_Exercise inputs_

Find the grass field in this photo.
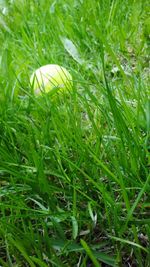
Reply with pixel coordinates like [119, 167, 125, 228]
[0, 0, 150, 266]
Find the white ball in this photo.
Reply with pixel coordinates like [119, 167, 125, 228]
[30, 64, 73, 95]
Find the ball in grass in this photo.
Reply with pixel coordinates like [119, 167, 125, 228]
[30, 64, 73, 95]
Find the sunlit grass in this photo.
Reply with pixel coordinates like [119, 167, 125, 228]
[0, 0, 149, 266]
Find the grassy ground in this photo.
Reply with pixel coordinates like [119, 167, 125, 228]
[0, 0, 149, 266]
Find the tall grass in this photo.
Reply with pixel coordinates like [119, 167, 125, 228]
[0, 0, 149, 266]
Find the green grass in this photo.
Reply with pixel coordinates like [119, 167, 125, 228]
[0, 0, 149, 266]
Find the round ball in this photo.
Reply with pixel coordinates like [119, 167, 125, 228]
[30, 64, 72, 95]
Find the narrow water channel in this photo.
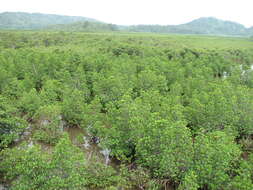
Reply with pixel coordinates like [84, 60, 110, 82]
[12, 124, 114, 167]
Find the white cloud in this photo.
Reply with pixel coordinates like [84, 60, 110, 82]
[0, 0, 252, 27]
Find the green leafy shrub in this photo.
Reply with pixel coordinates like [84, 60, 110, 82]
[178, 170, 199, 190]
[18, 88, 42, 119]
[227, 155, 253, 190]
[0, 95, 27, 148]
[193, 131, 241, 189]
[85, 162, 119, 188]
[62, 89, 86, 126]
[33, 105, 63, 144]
[136, 119, 193, 181]
[0, 134, 87, 190]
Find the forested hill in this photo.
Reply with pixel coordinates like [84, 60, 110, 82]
[0, 12, 98, 29]
[183, 17, 246, 35]
[128, 17, 253, 36]
[0, 12, 252, 36]
[248, 27, 253, 37]
[175, 17, 248, 35]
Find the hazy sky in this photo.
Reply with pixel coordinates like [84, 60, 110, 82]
[1, 0, 253, 27]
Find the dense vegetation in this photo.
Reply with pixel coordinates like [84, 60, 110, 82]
[1, 12, 253, 36]
[47, 21, 118, 32]
[0, 31, 253, 190]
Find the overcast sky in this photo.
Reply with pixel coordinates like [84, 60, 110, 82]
[1, 0, 252, 27]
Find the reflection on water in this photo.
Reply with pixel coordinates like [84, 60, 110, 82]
[11, 124, 53, 153]
[83, 136, 90, 149]
[100, 148, 111, 165]
[9, 125, 175, 189]
[65, 127, 112, 166]
[12, 125, 114, 167]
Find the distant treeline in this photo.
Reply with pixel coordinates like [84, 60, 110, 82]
[0, 12, 253, 36]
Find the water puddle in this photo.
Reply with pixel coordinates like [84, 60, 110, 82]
[12, 123, 114, 167]
[11, 124, 54, 153]
[65, 127, 112, 166]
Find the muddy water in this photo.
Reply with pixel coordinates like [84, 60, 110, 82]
[12, 125, 114, 167]
[64, 127, 109, 164]
[11, 126, 54, 153]
[10, 126, 176, 190]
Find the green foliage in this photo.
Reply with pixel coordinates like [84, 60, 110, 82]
[1, 77, 25, 99]
[136, 119, 193, 181]
[193, 131, 241, 189]
[47, 21, 119, 32]
[93, 73, 133, 104]
[40, 79, 64, 104]
[137, 69, 168, 92]
[227, 155, 253, 190]
[0, 134, 87, 190]
[178, 170, 199, 190]
[62, 89, 86, 126]
[85, 162, 120, 188]
[33, 105, 63, 144]
[0, 134, 133, 190]
[18, 88, 42, 119]
[0, 95, 26, 148]
[185, 81, 253, 137]
[1, 31, 253, 190]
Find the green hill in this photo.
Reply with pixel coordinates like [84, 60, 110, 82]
[247, 27, 253, 36]
[0, 12, 98, 29]
[0, 12, 252, 36]
[128, 17, 251, 36]
[180, 17, 247, 35]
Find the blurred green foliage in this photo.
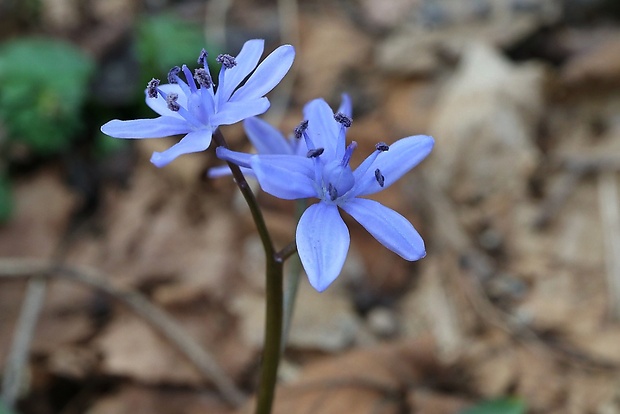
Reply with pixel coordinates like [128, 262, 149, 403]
[460, 397, 526, 414]
[0, 15, 218, 224]
[136, 14, 221, 88]
[0, 174, 12, 223]
[0, 399, 16, 414]
[0, 38, 94, 154]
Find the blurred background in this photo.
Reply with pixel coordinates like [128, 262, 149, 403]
[1, 0, 620, 413]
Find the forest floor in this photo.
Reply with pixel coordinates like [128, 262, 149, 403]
[2, 0, 620, 413]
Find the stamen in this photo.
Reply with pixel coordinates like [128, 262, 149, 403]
[341, 141, 358, 167]
[376, 142, 389, 152]
[216, 54, 236, 69]
[328, 183, 338, 201]
[307, 148, 324, 158]
[374, 169, 385, 187]
[166, 93, 180, 112]
[194, 68, 213, 88]
[352, 142, 390, 187]
[167, 66, 181, 84]
[294, 120, 309, 139]
[146, 78, 160, 98]
[181, 65, 197, 93]
[334, 112, 352, 128]
[197, 49, 208, 66]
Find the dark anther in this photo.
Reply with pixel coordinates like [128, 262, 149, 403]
[328, 183, 338, 201]
[294, 120, 309, 139]
[376, 142, 389, 152]
[146, 78, 160, 98]
[216, 54, 237, 69]
[374, 169, 385, 187]
[334, 112, 352, 128]
[166, 93, 180, 112]
[167, 66, 181, 84]
[194, 68, 213, 88]
[197, 49, 208, 66]
[307, 148, 324, 158]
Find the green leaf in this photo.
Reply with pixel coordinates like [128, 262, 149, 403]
[460, 397, 527, 414]
[136, 14, 221, 85]
[0, 398, 18, 414]
[0, 174, 12, 223]
[0, 38, 95, 154]
[94, 132, 129, 158]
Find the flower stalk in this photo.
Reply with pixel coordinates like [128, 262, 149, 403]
[212, 129, 284, 414]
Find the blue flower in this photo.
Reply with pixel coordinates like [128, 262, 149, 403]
[218, 98, 434, 292]
[208, 94, 352, 178]
[101, 39, 295, 167]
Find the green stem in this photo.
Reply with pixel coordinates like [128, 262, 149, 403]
[280, 199, 306, 351]
[213, 130, 274, 258]
[212, 130, 283, 414]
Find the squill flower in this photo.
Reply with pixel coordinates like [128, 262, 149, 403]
[100, 39, 295, 167]
[218, 98, 434, 291]
[208, 94, 351, 178]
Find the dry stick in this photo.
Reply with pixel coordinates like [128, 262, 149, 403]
[536, 153, 620, 228]
[0, 258, 246, 407]
[597, 172, 620, 320]
[1, 277, 47, 407]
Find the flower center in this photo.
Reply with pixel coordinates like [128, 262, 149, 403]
[321, 142, 357, 201]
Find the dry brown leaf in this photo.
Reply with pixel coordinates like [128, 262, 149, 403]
[428, 42, 543, 203]
[0, 280, 26, 365]
[408, 389, 470, 414]
[86, 384, 233, 414]
[240, 338, 441, 414]
[0, 167, 78, 258]
[96, 302, 255, 386]
[297, 15, 373, 102]
[562, 30, 620, 86]
[96, 311, 204, 385]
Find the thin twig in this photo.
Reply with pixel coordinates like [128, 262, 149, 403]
[0, 258, 246, 407]
[597, 172, 620, 320]
[534, 169, 584, 228]
[1, 230, 72, 408]
[1, 277, 47, 407]
[536, 153, 620, 228]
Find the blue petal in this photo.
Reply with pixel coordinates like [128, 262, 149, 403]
[101, 117, 191, 138]
[230, 45, 295, 102]
[218, 39, 264, 103]
[145, 84, 186, 118]
[212, 98, 270, 126]
[207, 165, 255, 179]
[302, 99, 339, 160]
[215, 147, 253, 169]
[150, 129, 212, 167]
[341, 198, 425, 261]
[250, 154, 316, 199]
[244, 117, 293, 155]
[354, 135, 434, 197]
[337, 93, 352, 118]
[296, 203, 350, 292]
[207, 165, 232, 178]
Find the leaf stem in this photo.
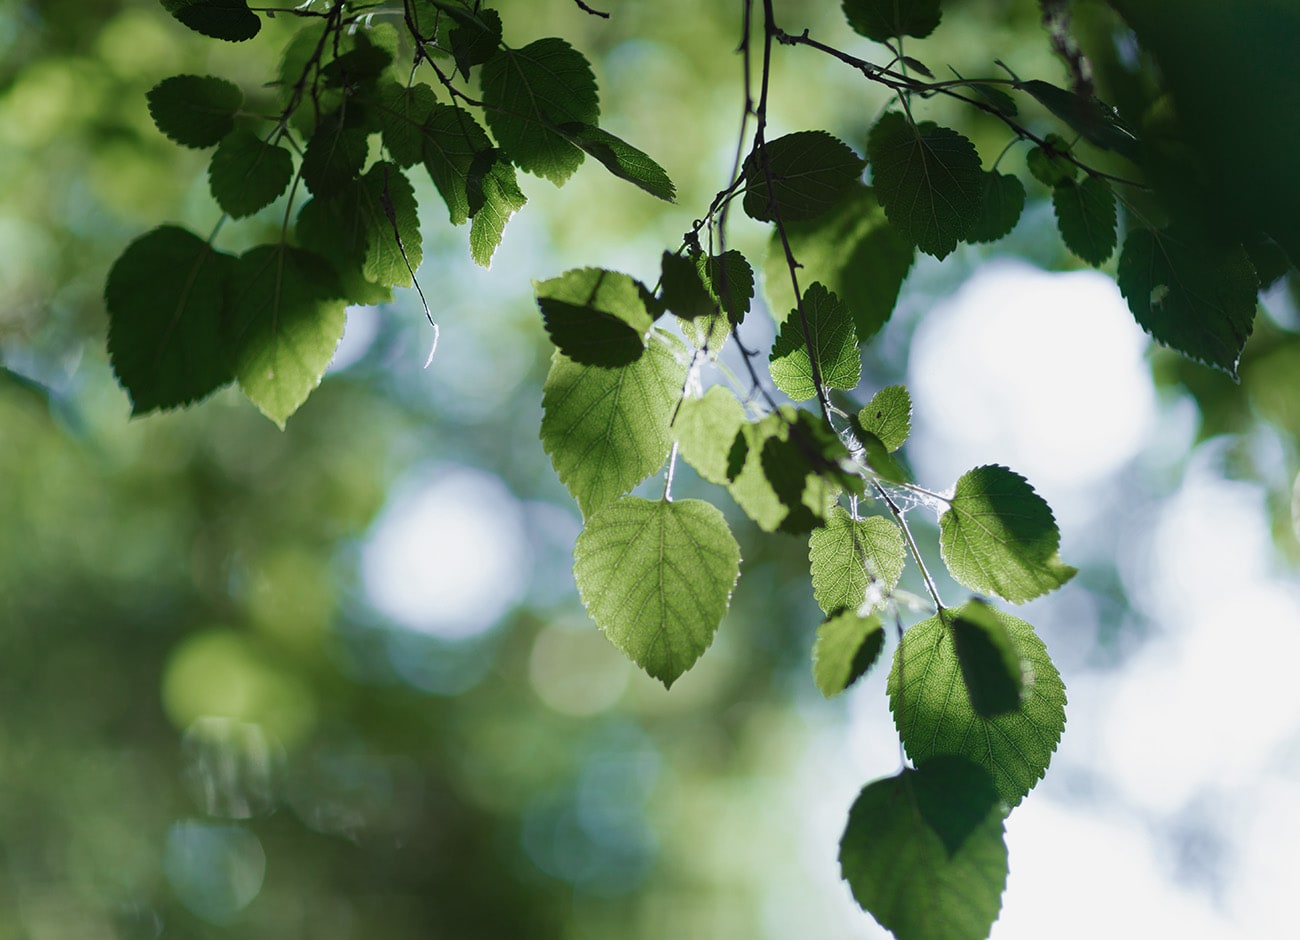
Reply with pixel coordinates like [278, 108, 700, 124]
[874, 482, 943, 612]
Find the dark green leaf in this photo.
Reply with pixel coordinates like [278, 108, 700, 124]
[939, 465, 1076, 603]
[764, 184, 914, 342]
[698, 250, 753, 325]
[160, 0, 260, 42]
[374, 81, 437, 168]
[889, 608, 1066, 806]
[868, 113, 984, 259]
[480, 38, 599, 185]
[1052, 176, 1117, 265]
[559, 123, 676, 202]
[1016, 80, 1140, 162]
[813, 611, 885, 697]
[321, 34, 393, 87]
[858, 384, 911, 452]
[743, 130, 865, 223]
[1026, 133, 1076, 187]
[467, 150, 527, 267]
[674, 386, 747, 485]
[967, 82, 1018, 117]
[967, 170, 1025, 243]
[841, 0, 942, 42]
[146, 75, 243, 148]
[301, 114, 370, 198]
[420, 104, 494, 225]
[758, 410, 858, 535]
[769, 283, 861, 401]
[1117, 227, 1259, 376]
[659, 252, 714, 320]
[573, 496, 741, 687]
[840, 760, 1007, 940]
[449, 7, 502, 79]
[808, 506, 905, 614]
[207, 129, 293, 218]
[535, 267, 655, 366]
[540, 334, 687, 517]
[224, 244, 347, 428]
[949, 598, 1024, 717]
[857, 429, 912, 483]
[104, 225, 235, 413]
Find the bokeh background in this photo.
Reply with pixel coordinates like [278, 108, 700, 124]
[2, 0, 1299, 936]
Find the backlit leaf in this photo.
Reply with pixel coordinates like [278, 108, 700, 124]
[967, 171, 1025, 243]
[813, 611, 885, 697]
[949, 598, 1025, 717]
[560, 123, 676, 202]
[207, 129, 292, 218]
[674, 386, 747, 485]
[374, 81, 437, 168]
[147, 75, 243, 148]
[660, 251, 714, 321]
[743, 130, 864, 223]
[161, 0, 260, 42]
[573, 496, 741, 687]
[889, 607, 1066, 806]
[467, 150, 527, 267]
[840, 759, 1007, 940]
[104, 225, 234, 413]
[449, 6, 502, 79]
[756, 410, 858, 535]
[1052, 176, 1117, 265]
[699, 250, 754, 325]
[480, 38, 598, 185]
[535, 267, 655, 367]
[769, 283, 861, 401]
[420, 104, 494, 224]
[858, 384, 911, 452]
[939, 465, 1076, 603]
[868, 113, 983, 259]
[301, 114, 370, 198]
[541, 334, 687, 518]
[808, 506, 906, 614]
[841, 0, 942, 42]
[1117, 226, 1258, 376]
[1026, 133, 1076, 187]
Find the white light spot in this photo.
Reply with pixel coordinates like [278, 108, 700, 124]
[361, 467, 528, 639]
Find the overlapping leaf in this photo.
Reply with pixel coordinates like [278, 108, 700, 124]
[1016, 80, 1140, 162]
[1052, 176, 1116, 265]
[808, 506, 905, 614]
[743, 131, 864, 223]
[840, 758, 1007, 940]
[1026, 134, 1076, 187]
[673, 386, 747, 485]
[813, 611, 885, 697]
[858, 384, 911, 452]
[535, 267, 655, 367]
[949, 599, 1025, 717]
[374, 81, 437, 167]
[841, 0, 943, 42]
[560, 123, 676, 202]
[104, 225, 235, 413]
[939, 465, 1076, 603]
[699, 250, 753, 325]
[161, 0, 260, 42]
[467, 151, 527, 267]
[540, 335, 687, 517]
[726, 407, 848, 534]
[769, 283, 861, 401]
[967, 171, 1025, 243]
[147, 75, 242, 148]
[659, 251, 714, 321]
[208, 129, 292, 218]
[421, 98, 510, 223]
[573, 496, 741, 687]
[301, 114, 370, 197]
[888, 607, 1066, 806]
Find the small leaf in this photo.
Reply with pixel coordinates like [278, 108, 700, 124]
[374, 81, 437, 168]
[857, 430, 912, 483]
[1052, 175, 1117, 265]
[147, 75, 243, 148]
[1117, 226, 1259, 376]
[699, 250, 754, 325]
[1026, 133, 1076, 187]
[808, 506, 905, 614]
[104, 225, 235, 413]
[535, 267, 655, 366]
[207, 129, 293, 218]
[765, 184, 914, 342]
[449, 6, 502, 79]
[540, 335, 687, 517]
[949, 598, 1025, 717]
[560, 123, 676, 202]
[858, 384, 911, 452]
[480, 38, 599, 185]
[889, 608, 1066, 806]
[301, 113, 370, 197]
[967, 170, 1025, 243]
[573, 496, 741, 687]
[743, 130, 865, 223]
[674, 386, 747, 485]
[967, 82, 1018, 116]
[224, 244, 347, 428]
[841, 0, 942, 42]
[420, 104, 493, 224]
[1017, 79, 1140, 162]
[660, 251, 714, 320]
[467, 150, 527, 267]
[868, 112, 984, 259]
[161, 0, 260, 42]
[813, 611, 885, 697]
[939, 465, 1076, 603]
[769, 283, 861, 401]
[840, 759, 1007, 940]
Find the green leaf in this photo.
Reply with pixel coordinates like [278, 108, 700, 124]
[224, 244, 347, 428]
[449, 7, 502, 79]
[535, 267, 655, 367]
[966, 82, 1018, 117]
[420, 104, 493, 225]
[660, 251, 714, 320]
[321, 31, 394, 87]
[559, 123, 676, 202]
[769, 283, 861, 401]
[374, 81, 437, 168]
[699, 250, 753, 325]
[146, 75, 243, 148]
[540, 335, 687, 517]
[1026, 133, 1076, 187]
[480, 38, 599, 185]
[813, 611, 885, 697]
[949, 598, 1025, 717]
[868, 112, 984, 260]
[857, 430, 912, 484]
[207, 129, 293, 218]
[104, 225, 235, 413]
[467, 150, 527, 267]
[858, 384, 911, 452]
[1052, 176, 1117, 265]
[674, 386, 747, 485]
[743, 131, 865, 223]
[808, 506, 906, 614]
[301, 114, 370, 198]
[160, 0, 260, 42]
[939, 465, 1076, 603]
[1016, 80, 1140, 162]
[889, 607, 1066, 806]
[573, 496, 741, 687]
[1117, 227, 1259, 376]
[764, 184, 914, 342]
[967, 170, 1025, 244]
[840, 759, 1007, 940]
[841, 0, 943, 42]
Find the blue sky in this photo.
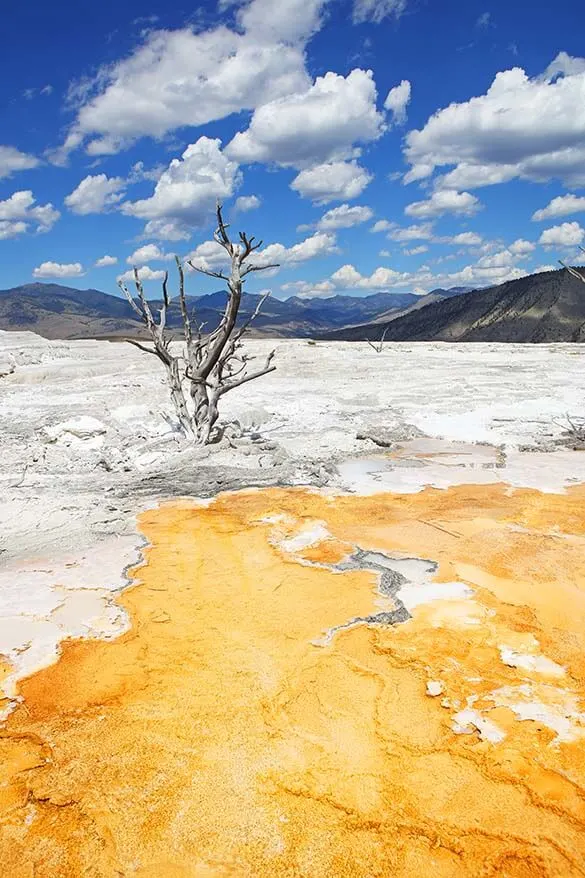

_Work task_
Write out exactly the lines above, from the very first through the line containing "Find the sunlit grass in this photo.", both kept, with the pictures removed.

_Response area_
Find the grass field in this photo.
Reply with pixel coordinates like [119, 167, 125, 228]
[0, 0, 150, 266]
Find the white ball in this photo.
Reply with pixel coordinates like [119, 167, 125, 228]
[30, 64, 73, 95]
Find the ball in grass in this photo.
Reply with pixel coordinates like [119, 167, 125, 228]
[30, 64, 73, 95]
Find the sunlit grass in this photo.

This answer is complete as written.